*** EXTRACTED RECORDS ***

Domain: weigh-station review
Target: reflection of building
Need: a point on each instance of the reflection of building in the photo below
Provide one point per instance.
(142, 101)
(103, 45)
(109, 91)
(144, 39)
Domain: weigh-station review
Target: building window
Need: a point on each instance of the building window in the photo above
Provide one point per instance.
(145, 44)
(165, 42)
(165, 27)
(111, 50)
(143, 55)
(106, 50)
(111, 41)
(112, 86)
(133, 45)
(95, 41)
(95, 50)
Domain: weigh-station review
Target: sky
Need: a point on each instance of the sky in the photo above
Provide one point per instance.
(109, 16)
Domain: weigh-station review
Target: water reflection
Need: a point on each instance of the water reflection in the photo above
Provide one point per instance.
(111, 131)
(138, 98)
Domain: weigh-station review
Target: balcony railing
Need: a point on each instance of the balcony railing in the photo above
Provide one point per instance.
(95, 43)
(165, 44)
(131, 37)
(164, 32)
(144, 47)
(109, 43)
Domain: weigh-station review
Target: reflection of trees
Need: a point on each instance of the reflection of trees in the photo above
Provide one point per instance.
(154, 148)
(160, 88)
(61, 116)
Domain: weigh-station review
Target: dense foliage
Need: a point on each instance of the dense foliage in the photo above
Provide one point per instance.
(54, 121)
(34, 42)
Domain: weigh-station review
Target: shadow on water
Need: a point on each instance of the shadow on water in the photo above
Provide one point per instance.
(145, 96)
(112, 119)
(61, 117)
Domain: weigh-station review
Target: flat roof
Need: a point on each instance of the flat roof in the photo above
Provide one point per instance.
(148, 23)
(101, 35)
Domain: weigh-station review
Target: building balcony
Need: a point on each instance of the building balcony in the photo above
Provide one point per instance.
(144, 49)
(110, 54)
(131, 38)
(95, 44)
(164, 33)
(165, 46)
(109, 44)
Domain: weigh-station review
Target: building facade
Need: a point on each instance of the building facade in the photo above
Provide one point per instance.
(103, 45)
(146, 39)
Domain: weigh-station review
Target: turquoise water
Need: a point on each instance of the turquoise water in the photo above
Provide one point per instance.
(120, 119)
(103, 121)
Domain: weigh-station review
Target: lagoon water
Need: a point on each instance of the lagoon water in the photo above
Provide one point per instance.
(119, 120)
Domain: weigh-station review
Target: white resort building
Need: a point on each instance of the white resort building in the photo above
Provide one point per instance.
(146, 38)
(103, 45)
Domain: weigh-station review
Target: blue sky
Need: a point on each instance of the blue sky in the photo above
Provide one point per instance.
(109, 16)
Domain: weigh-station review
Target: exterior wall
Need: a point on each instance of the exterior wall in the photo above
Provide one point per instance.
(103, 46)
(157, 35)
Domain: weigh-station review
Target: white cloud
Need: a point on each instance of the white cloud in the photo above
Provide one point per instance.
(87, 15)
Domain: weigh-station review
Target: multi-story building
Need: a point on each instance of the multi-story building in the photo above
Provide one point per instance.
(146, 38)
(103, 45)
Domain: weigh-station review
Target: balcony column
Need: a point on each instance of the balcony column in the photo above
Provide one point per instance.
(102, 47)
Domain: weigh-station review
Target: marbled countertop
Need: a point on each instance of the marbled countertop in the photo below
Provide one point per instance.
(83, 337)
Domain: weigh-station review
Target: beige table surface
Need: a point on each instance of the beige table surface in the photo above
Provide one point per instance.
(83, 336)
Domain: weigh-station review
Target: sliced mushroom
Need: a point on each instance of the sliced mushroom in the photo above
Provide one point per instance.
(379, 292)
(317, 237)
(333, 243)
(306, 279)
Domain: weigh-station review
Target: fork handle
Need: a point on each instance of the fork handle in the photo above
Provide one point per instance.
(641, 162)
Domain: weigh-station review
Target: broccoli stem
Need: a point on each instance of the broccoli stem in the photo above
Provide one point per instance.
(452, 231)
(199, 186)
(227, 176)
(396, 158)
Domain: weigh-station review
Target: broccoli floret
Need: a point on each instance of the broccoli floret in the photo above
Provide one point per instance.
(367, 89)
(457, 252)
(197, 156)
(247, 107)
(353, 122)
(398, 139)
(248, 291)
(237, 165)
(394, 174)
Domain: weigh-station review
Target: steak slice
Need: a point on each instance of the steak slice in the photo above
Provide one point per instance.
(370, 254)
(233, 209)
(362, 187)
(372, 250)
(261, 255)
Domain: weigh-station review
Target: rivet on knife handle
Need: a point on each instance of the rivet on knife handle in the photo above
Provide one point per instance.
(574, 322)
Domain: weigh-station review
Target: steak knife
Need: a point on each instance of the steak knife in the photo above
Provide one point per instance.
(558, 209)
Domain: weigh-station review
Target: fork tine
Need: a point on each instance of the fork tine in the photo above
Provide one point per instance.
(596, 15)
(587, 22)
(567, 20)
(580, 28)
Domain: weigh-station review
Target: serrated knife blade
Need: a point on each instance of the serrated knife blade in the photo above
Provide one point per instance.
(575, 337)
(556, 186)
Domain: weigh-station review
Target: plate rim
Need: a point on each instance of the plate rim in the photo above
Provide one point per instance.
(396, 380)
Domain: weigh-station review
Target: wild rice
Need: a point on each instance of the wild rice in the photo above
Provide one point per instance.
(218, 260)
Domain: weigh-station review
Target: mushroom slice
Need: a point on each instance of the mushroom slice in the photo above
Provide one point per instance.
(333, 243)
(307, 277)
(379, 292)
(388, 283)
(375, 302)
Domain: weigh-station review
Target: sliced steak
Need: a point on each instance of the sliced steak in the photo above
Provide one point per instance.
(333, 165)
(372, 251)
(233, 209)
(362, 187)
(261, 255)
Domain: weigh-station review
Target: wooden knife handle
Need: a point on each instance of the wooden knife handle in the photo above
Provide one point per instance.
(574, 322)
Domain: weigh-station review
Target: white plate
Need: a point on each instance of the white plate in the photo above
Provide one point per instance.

*** End of EXTRACTED RECORDS ***

**YOUR GOAL**:
Report the total of lines above containing the string "steak", and write nothing besides it.

**SOLUTION TO THIS TASK**:
6